_Problem requirements:_
Starting at the line that contains "The service MUST return one point per instance of the eyebrow", quote each line exactly through the last line of the entries, both included.

Items from a dataset
[BEGIN]
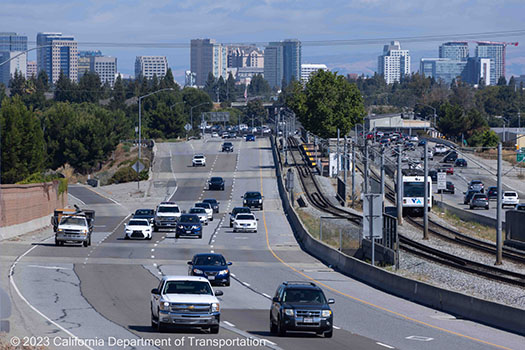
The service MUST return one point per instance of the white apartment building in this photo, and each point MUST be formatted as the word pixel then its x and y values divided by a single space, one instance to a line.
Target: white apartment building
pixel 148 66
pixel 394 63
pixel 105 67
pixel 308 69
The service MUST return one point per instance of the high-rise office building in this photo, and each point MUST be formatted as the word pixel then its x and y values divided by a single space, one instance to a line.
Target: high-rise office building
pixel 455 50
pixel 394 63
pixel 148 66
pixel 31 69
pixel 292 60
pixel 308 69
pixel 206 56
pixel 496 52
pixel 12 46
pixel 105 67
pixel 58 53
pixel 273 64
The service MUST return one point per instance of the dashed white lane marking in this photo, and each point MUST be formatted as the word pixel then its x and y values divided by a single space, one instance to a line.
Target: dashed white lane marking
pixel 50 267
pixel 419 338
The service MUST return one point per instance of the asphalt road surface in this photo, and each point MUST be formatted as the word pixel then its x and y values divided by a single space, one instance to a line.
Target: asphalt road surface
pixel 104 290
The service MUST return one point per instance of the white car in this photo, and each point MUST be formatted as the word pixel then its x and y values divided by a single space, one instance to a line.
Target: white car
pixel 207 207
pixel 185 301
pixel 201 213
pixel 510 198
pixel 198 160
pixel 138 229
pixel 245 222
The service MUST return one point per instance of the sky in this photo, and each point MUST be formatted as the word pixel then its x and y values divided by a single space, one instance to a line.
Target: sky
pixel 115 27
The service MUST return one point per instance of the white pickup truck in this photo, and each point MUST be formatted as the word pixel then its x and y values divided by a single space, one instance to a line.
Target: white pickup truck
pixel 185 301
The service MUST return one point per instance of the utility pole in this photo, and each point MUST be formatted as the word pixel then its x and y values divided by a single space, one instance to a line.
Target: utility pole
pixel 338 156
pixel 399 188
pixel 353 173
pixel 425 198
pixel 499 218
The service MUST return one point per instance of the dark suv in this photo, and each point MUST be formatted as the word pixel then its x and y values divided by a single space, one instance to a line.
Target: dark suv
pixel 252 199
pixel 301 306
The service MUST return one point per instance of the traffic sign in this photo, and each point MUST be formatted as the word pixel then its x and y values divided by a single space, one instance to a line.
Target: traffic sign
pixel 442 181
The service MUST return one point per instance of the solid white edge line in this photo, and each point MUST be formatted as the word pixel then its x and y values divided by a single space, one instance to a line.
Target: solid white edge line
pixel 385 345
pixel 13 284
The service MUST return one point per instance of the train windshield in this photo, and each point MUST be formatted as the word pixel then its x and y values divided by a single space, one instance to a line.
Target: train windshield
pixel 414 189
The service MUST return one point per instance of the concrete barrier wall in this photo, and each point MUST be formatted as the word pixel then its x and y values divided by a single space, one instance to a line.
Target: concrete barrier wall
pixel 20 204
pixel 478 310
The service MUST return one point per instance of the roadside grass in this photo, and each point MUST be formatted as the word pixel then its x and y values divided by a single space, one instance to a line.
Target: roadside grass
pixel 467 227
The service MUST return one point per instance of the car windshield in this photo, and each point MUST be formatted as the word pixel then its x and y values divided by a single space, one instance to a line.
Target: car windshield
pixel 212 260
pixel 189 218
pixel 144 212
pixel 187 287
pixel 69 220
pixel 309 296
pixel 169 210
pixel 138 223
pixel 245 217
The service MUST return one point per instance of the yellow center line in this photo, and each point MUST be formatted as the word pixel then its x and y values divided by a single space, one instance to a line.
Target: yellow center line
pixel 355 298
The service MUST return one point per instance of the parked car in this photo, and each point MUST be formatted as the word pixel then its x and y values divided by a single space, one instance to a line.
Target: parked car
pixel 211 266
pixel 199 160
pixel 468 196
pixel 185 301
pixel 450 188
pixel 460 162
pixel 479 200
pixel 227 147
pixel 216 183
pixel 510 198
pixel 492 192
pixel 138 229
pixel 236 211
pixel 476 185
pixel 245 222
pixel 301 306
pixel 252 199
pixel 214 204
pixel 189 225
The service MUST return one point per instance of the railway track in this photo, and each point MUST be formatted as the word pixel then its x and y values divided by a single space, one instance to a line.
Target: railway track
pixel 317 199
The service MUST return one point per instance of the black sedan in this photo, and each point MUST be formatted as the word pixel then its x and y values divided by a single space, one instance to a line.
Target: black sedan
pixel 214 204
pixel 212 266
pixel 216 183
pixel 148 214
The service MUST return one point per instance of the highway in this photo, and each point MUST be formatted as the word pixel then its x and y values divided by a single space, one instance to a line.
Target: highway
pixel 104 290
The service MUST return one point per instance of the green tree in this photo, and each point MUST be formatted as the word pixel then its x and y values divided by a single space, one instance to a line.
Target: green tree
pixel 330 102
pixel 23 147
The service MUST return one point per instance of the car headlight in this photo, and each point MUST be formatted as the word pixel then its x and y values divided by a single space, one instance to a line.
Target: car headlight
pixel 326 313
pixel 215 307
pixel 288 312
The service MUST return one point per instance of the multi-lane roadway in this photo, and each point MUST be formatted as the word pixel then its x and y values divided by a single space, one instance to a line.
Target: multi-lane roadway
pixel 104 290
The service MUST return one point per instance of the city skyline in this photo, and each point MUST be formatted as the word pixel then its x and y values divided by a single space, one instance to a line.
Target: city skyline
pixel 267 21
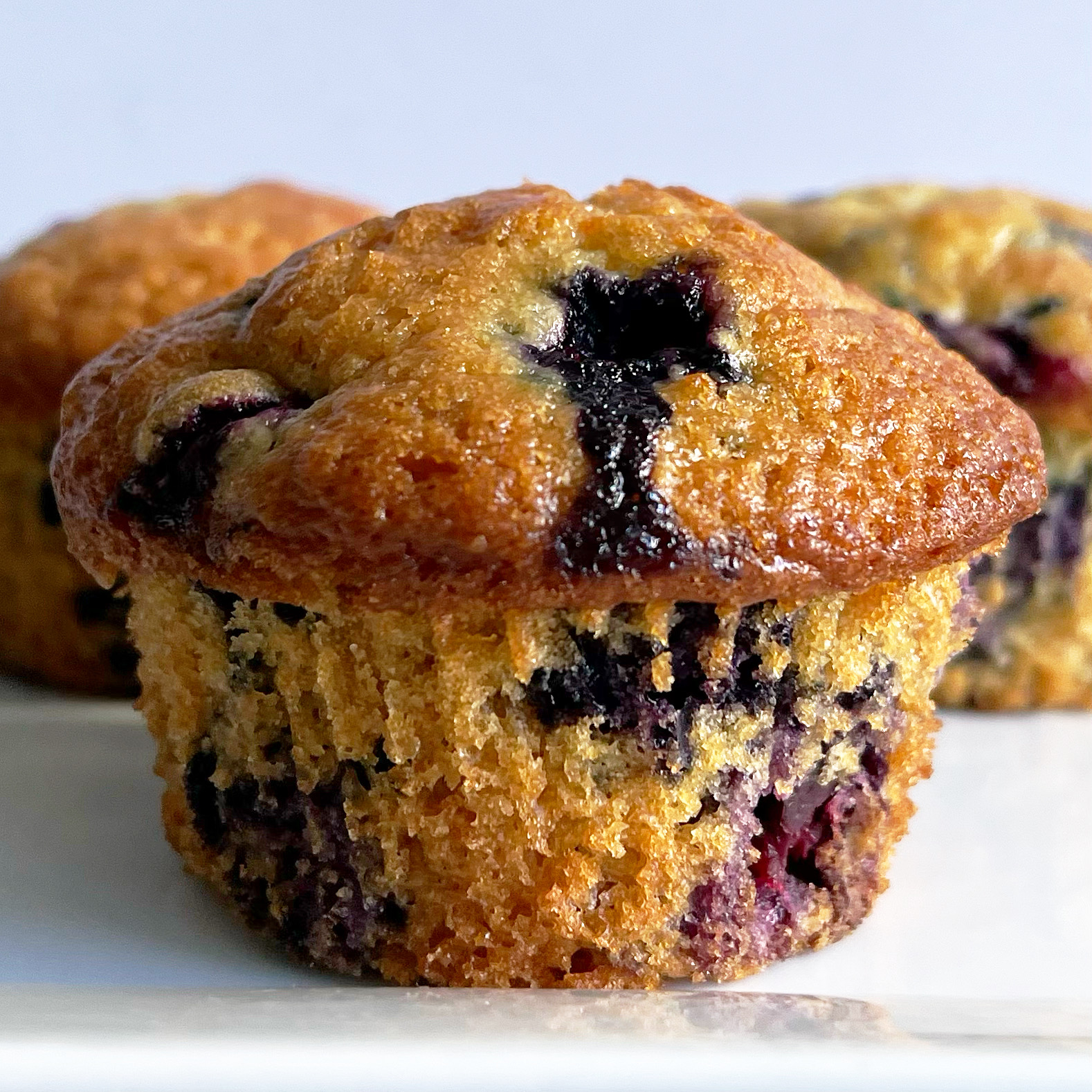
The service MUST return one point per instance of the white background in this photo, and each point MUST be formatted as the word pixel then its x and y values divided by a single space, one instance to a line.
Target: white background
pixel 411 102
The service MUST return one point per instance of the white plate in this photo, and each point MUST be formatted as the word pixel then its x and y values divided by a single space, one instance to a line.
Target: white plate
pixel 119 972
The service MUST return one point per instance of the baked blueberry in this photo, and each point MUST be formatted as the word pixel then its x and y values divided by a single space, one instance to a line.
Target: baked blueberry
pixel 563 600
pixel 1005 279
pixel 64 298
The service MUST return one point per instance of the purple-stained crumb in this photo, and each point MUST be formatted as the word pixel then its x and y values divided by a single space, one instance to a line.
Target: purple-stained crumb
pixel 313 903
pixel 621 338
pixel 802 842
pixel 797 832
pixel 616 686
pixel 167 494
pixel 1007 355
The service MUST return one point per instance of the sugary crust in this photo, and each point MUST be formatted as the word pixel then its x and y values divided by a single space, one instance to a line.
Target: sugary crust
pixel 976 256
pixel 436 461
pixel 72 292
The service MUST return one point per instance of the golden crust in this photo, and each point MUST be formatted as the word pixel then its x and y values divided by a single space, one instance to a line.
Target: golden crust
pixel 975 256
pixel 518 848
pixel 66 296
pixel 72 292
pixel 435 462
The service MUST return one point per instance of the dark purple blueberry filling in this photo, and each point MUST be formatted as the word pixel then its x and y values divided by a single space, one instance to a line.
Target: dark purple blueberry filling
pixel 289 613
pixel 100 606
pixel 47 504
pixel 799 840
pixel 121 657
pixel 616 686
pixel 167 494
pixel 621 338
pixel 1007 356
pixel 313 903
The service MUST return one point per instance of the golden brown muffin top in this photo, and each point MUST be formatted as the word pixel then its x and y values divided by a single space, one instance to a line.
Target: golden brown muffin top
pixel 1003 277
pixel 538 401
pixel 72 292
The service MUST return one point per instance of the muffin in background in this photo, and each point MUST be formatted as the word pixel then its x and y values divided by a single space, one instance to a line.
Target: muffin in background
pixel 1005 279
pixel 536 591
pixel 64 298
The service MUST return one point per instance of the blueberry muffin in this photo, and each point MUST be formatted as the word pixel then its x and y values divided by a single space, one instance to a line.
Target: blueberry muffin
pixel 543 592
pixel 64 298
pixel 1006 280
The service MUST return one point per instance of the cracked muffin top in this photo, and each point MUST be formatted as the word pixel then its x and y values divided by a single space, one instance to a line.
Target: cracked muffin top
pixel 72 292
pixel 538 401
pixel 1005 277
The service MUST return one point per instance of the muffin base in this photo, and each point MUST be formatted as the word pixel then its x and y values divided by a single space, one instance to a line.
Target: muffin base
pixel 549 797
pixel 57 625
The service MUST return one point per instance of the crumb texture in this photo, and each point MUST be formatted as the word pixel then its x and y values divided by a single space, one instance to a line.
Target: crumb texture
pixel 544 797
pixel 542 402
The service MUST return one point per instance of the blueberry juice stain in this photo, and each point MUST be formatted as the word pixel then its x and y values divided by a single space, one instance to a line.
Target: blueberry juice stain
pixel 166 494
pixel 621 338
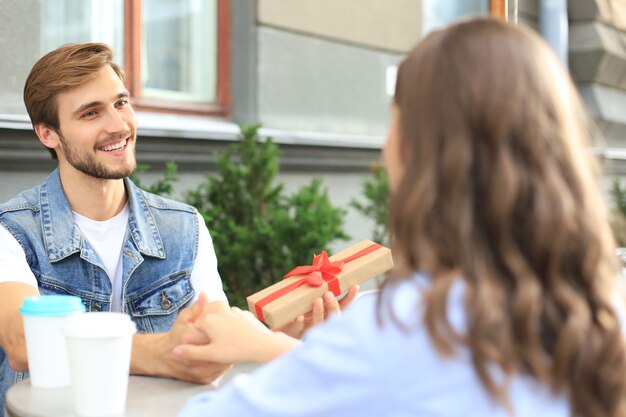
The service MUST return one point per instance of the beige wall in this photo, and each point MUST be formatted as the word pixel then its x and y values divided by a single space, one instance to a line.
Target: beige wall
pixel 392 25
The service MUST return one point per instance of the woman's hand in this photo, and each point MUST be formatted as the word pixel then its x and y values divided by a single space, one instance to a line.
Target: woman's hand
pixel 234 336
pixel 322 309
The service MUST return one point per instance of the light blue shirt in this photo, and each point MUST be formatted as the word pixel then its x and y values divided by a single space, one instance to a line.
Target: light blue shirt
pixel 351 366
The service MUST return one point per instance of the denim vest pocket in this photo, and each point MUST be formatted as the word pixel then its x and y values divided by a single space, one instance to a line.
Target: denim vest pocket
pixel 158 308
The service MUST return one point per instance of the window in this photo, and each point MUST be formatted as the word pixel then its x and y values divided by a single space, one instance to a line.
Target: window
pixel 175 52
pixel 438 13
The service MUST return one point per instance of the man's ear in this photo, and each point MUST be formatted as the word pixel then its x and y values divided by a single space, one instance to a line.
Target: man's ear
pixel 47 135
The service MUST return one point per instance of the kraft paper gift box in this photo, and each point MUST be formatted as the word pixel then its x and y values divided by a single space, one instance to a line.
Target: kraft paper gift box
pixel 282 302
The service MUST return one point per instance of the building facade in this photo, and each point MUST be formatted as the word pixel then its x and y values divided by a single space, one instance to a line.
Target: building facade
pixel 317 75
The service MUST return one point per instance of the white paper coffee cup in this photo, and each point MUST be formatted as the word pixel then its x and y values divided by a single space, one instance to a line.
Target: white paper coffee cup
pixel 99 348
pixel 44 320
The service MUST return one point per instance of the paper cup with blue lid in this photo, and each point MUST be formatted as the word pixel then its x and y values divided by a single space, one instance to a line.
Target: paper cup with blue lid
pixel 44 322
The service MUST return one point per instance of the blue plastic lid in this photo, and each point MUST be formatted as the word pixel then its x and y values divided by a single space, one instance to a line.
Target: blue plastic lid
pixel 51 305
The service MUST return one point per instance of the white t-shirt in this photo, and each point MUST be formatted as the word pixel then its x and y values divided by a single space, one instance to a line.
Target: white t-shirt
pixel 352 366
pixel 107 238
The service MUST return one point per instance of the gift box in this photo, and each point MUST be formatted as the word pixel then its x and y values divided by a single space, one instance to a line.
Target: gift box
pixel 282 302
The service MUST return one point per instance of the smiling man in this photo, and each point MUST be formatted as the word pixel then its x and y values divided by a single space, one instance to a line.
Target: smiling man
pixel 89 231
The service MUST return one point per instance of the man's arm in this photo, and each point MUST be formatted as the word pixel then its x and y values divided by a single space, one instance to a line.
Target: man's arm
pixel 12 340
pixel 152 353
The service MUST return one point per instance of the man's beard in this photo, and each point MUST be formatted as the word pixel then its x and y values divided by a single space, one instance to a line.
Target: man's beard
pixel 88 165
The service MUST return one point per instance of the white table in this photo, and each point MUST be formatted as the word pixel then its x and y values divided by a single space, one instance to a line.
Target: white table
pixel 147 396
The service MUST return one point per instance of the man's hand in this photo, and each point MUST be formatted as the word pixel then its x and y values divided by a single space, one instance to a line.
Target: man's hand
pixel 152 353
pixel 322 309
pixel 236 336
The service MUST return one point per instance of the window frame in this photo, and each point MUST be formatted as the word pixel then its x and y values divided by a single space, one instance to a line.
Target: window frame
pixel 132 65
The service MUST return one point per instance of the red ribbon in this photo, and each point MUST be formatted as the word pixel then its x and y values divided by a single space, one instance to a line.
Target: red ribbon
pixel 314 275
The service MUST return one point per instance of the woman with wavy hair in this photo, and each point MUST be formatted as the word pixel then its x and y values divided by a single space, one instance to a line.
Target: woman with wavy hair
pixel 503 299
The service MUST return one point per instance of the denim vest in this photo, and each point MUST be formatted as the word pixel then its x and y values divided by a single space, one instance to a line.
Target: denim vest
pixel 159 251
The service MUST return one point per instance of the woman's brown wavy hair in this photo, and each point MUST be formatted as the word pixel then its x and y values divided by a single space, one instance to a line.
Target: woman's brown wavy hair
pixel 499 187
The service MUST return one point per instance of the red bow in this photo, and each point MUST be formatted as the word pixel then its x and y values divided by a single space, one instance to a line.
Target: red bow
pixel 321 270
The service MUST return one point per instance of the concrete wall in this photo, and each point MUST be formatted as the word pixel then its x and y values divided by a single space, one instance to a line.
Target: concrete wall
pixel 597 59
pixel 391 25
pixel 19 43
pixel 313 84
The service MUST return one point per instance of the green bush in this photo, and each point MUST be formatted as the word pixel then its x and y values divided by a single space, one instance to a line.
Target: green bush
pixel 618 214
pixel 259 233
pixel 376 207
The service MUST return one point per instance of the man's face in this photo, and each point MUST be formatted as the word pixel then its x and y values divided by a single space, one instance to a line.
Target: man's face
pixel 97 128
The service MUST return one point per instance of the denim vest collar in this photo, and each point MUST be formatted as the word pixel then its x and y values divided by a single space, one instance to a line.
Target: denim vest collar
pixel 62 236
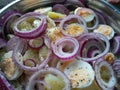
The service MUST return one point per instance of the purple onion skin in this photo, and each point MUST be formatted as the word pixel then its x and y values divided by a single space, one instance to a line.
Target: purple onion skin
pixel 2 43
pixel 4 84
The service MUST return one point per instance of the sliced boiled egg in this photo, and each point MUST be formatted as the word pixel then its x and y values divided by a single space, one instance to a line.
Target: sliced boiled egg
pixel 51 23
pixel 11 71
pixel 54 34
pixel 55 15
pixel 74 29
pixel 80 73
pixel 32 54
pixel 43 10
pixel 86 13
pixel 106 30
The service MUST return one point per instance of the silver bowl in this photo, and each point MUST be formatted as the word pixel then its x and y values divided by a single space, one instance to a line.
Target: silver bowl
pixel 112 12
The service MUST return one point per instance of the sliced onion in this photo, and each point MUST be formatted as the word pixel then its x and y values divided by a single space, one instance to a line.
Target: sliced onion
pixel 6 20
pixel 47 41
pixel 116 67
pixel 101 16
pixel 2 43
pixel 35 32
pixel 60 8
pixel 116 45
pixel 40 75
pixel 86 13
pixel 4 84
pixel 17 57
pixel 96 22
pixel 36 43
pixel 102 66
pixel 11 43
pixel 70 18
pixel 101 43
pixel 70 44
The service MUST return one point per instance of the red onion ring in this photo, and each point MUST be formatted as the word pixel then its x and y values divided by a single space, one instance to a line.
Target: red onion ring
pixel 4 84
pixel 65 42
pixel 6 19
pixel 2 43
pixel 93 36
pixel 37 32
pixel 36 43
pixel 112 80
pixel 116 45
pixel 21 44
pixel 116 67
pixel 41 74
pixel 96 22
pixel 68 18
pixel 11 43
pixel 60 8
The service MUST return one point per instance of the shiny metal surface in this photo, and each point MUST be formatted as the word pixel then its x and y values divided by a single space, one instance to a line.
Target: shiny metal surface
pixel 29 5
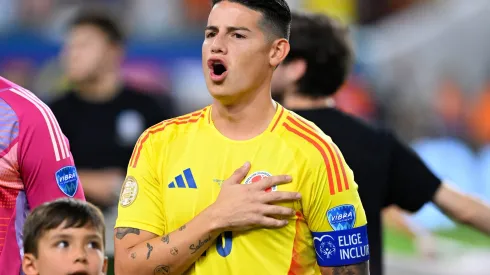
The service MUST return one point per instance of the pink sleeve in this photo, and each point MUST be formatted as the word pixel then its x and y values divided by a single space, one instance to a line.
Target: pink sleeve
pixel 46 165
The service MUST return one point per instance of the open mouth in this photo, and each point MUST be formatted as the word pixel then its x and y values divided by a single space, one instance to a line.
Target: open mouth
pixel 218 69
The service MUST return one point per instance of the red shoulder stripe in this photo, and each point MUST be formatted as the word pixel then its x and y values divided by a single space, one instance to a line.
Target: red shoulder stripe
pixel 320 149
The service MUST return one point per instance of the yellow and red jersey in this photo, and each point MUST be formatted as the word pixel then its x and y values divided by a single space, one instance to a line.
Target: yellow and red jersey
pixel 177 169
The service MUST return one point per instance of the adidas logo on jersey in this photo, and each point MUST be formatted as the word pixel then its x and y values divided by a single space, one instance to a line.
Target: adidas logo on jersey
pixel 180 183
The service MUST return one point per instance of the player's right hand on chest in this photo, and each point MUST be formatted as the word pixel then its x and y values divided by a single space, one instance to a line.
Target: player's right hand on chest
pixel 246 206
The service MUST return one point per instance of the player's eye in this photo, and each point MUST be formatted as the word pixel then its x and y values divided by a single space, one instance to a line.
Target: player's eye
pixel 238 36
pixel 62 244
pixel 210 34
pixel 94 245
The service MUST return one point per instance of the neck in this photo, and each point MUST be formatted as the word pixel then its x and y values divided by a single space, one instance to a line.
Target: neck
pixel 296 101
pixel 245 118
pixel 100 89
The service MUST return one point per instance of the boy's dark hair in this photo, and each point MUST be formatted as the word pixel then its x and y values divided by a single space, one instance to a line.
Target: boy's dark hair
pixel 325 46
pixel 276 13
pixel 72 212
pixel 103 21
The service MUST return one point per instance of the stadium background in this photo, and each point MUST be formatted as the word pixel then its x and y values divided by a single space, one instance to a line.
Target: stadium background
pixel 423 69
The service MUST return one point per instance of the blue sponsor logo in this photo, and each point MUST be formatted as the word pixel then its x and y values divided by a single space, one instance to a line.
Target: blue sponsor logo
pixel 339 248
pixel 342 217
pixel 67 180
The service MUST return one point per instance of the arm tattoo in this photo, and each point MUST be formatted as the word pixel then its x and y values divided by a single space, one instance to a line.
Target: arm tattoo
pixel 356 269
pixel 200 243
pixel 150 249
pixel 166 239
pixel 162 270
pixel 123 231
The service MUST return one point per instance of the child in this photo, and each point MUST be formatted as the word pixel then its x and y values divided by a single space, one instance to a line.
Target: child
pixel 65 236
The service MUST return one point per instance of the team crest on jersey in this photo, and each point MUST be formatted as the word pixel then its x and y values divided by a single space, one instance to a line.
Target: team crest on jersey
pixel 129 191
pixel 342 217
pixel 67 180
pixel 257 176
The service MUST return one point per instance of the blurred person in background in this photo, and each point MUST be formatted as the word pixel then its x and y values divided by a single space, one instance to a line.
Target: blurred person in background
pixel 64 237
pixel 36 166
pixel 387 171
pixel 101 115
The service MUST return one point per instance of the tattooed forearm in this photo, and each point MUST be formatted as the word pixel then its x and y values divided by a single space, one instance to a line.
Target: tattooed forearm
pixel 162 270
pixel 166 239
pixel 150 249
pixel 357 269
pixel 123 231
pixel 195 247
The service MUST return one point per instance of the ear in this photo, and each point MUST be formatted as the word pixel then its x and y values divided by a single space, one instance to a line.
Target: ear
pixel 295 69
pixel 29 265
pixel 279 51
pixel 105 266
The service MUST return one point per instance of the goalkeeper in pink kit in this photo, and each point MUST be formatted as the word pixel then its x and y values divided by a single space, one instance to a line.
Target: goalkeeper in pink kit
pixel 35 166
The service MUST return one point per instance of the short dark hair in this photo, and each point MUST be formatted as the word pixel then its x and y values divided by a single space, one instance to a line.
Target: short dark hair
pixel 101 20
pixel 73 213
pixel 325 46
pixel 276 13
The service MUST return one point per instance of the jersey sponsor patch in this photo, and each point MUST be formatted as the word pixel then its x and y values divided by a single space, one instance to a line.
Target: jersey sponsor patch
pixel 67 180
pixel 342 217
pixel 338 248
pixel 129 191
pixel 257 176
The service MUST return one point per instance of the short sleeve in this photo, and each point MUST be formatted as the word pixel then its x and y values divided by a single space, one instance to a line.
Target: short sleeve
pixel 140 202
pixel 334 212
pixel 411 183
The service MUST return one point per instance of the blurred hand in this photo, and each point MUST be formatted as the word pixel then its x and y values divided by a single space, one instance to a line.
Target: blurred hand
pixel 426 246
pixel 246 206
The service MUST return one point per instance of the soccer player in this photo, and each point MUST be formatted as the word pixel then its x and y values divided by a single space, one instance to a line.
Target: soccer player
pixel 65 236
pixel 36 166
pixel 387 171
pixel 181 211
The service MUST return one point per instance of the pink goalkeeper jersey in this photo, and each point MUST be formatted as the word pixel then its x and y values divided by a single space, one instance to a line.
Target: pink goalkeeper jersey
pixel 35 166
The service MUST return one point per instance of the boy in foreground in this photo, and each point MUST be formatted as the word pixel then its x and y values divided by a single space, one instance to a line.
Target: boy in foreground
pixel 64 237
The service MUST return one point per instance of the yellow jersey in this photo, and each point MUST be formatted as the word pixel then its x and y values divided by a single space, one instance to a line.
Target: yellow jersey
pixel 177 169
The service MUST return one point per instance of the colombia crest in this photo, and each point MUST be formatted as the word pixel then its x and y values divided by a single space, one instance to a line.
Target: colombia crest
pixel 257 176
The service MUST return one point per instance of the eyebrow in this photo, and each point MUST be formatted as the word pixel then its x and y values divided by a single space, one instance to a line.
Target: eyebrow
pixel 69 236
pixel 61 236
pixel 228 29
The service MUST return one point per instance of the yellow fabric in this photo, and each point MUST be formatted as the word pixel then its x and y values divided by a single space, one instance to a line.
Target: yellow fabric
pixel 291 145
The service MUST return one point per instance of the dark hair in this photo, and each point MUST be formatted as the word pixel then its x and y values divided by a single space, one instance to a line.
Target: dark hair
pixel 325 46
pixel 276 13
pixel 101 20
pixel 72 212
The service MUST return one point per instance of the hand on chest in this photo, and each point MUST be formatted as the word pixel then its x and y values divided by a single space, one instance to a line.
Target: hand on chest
[END]
_Written solution:_
The service MUST return one point per instance of the eyebrow in this photo, and each point MUST be formatted as the word pixel then its x and y values divided by a single space, one instance to a line.
Target: eyebrow
pixel 69 236
pixel 61 236
pixel 228 29
The service MUST return one point per instance of the yellow fabric in this photo, and each point MUST be formatted as the word pixel then its x and y values divided by a single space, one instance to a line.
Target: yellow fabric
pixel 291 145
The service MUST return one point per instance of the dark hair in this photo, and each point MUST be formatted as the word pixel then its x and y values divided by a single space, one instance to a line.
Target: dark hair
pixel 325 46
pixel 276 13
pixel 101 20
pixel 72 212
The service MUST return one point per instance of the hand on chest in this photo, and each point MUST be formatted as the word pixel then its x and y values divided by a single space, one instance to a line.
Target: hand on chest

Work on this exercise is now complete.